▶ [WHAT YOU HAVE TO DO]: Repeat the data exactly, every last line of it.

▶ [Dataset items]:
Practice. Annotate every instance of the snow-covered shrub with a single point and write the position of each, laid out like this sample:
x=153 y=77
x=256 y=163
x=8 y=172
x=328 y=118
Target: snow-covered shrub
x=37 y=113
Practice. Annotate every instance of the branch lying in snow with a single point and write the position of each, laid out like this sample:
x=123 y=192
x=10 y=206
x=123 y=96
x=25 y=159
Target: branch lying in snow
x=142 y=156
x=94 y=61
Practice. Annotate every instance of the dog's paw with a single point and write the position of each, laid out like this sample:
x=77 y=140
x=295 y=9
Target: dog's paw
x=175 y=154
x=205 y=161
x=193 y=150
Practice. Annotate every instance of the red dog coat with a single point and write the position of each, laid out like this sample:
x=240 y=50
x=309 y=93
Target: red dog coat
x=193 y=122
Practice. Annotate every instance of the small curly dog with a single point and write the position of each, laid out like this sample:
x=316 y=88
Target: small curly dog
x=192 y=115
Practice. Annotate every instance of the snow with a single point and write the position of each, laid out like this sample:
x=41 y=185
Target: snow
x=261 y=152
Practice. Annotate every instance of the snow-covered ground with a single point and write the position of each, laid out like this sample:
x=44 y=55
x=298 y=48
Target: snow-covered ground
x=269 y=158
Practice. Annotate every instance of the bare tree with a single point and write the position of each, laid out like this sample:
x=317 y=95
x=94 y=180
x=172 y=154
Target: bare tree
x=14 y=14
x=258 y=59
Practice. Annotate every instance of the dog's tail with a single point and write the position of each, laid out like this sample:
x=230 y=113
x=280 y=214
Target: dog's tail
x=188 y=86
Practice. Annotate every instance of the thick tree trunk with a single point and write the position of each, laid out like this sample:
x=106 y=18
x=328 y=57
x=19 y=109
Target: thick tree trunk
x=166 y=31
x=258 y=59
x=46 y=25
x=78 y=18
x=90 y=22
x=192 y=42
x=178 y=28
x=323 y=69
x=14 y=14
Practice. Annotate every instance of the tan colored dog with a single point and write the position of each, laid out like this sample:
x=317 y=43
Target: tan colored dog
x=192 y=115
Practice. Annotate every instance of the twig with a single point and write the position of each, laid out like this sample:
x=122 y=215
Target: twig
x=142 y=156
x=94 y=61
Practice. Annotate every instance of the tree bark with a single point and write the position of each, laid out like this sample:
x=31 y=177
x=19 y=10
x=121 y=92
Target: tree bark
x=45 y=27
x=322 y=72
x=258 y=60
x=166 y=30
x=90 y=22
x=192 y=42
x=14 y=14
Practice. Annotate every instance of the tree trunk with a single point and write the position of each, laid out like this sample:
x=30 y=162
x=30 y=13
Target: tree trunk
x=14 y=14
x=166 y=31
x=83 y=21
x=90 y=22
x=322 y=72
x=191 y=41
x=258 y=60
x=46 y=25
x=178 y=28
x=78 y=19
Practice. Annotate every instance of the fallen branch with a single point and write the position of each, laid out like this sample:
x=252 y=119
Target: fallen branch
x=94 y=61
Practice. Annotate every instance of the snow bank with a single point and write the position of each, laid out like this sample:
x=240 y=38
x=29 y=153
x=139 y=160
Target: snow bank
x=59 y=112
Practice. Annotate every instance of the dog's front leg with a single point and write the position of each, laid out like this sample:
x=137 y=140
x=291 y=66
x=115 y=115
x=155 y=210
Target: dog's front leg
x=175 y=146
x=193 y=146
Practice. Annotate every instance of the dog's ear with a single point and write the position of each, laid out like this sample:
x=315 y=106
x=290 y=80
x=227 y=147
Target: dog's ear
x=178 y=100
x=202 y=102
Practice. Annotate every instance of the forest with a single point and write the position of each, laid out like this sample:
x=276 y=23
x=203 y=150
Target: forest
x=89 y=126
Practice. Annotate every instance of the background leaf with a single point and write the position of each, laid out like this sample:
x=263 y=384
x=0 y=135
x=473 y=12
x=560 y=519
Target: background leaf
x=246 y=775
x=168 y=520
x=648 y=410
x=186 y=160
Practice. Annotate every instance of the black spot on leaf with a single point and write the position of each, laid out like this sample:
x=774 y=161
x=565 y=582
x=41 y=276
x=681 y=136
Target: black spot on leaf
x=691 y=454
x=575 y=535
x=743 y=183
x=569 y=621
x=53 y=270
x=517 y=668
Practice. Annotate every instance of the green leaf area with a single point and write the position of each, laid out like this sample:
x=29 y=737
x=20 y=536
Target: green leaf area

▶ [RESULT]:
Practice. Annotate every instance of the snow-covered shrub with a single point and write the position of each, laid out like this sample:
x=153 y=77
x=256 y=163
x=8 y=172
x=328 y=118
Target: snow-covered shrub
x=37 y=113
Practice. Annotate every instance of the branch lying in snow with a single point and write the position of each, laid out like this sample:
x=123 y=192
x=10 y=206
x=123 y=96
x=25 y=159
Target: branch lying in snow
x=142 y=156
x=94 y=61
Practice. Annotate every instance of the dog's paw with a single point and write the position of each, laid out like this sample:
x=77 y=140
x=295 y=9
Target: dog's paw
x=175 y=154
x=205 y=161
x=193 y=150
Practice. Annotate every instance of the red dog coat with a single point and write the position of each, laid out like this sample:
x=240 y=50
x=309 y=93
Target: red dog coat
x=193 y=122
Practice. Annotate every instance of the small curly dog with a single point and write the position of each, laid out like this sample:
x=316 y=88
Target: small curly dog
x=192 y=115
Practice. Annotate every instance of the snow with a single point and write the position of each, laid out like this sample:
x=41 y=185
Target: snow
x=261 y=152
Practice. Annotate every instance of the snow-covered ground with a single point and write the position of each, laid out like this sample:
x=44 y=55
x=298 y=48
Target: snow-covered ground
x=269 y=158
Practice. Annotate every instance of the bare tree with a single point and write the position of each, laid out like this sample:
x=317 y=95
x=94 y=180
x=172 y=154
Target: bare tree
x=14 y=14
x=258 y=59
Practice. Annotate every instance of the dog's tail with a single point and write the position of each, laid out like this sample:
x=230 y=113
x=280 y=214
Target: dog's tail
x=188 y=86
Practice. Annotate every instance of the thick tree trunk with a single point and write the position of each, laid out like this sample:
x=106 y=18
x=328 y=57
x=19 y=109
Target: thick tree trunk
x=166 y=31
x=258 y=59
x=46 y=25
x=78 y=18
x=90 y=22
x=192 y=42
x=178 y=28
x=323 y=69
x=14 y=14
Practice. Annotate every instance of the tan colored dog with a single point and write the position of each, laid out like this sample:
x=317 y=43
Target: tan colored dog
x=192 y=115
Practice. Annotate every instance of the twig with a single point and write the position of each, laid out like this sample:
x=122 y=215
Target: twig
x=142 y=156
x=94 y=61
Practice. Annotate every instance of the tree bark with a single point and write the position of each, laid out like this sample:
x=31 y=177
x=19 y=10
x=121 y=92
Target: tree bark
x=45 y=27
x=322 y=72
x=258 y=60
x=166 y=30
x=90 y=22
x=192 y=42
x=14 y=14
Practice. Annotate every instance of the tree trunk with a single point and write the position of each, laid out like this sample:
x=30 y=162
x=30 y=13
Target: tree trunk
x=14 y=14
x=166 y=31
x=83 y=21
x=90 y=22
x=322 y=72
x=191 y=41
x=258 y=60
x=46 y=25
x=178 y=28
x=78 y=19
Practice. Annotate every instance of the fallen branch with a single point and write the position of each, laid out like this sample:
x=252 y=119
Target: fallen branch
x=94 y=61
Practice. Annotate every instance of the snow bank with a single point and write the position of each, laid out like this sample:
x=240 y=38
x=29 y=153
x=139 y=160
Target: snow bank
x=59 y=112
Practice. Annotate every instance of the dog's front leg with a single point and write the position of each, laid out like this sample:
x=137 y=140
x=291 y=66
x=115 y=115
x=155 y=210
Target: dog's front leg
x=175 y=146
x=193 y=146
Practice. Annotate every instance of the dog's ear with a single point and write the position of each, laid out like this sample:
x=315 y=106
x=290 y=80
x=227 y=147
Target: dog's ear
x=178 y=100
x=202 y=102
Practice. Annotate every instance of the forest with a single point and write the position of each, laid out like this sample:
x=276 y=23
x=203 y=150
Target: forest
x=89 y=126
Practice. Annotate every instance of the background leaf with a single point and write the position of each, laid out like this sample:
x=263 y=384
x=0 y=135
x=473 y=12
x=560 y=519
Target: background leaf
x=246 y=775
x=168 y=520
x=648 y=410
x=186 y=160
Practice. Annotate every instance of the black spot on leaf with a single point and write the position of each, laid out like this sample:
x=774 y=161
x=565 y=582
x=41 y=276
x=681 y=136
Target: black spot on leaf
x=691 y=454
x=575 y=535
x=743 y=183
x=569 y=621
x=53 y=270
x=517 y=668
Practice. Annotate every instance of the green leaf area with a single point and write the position of each, laid out like this sample:
x=29 y=737
x=20 y=536
Target: green leaf area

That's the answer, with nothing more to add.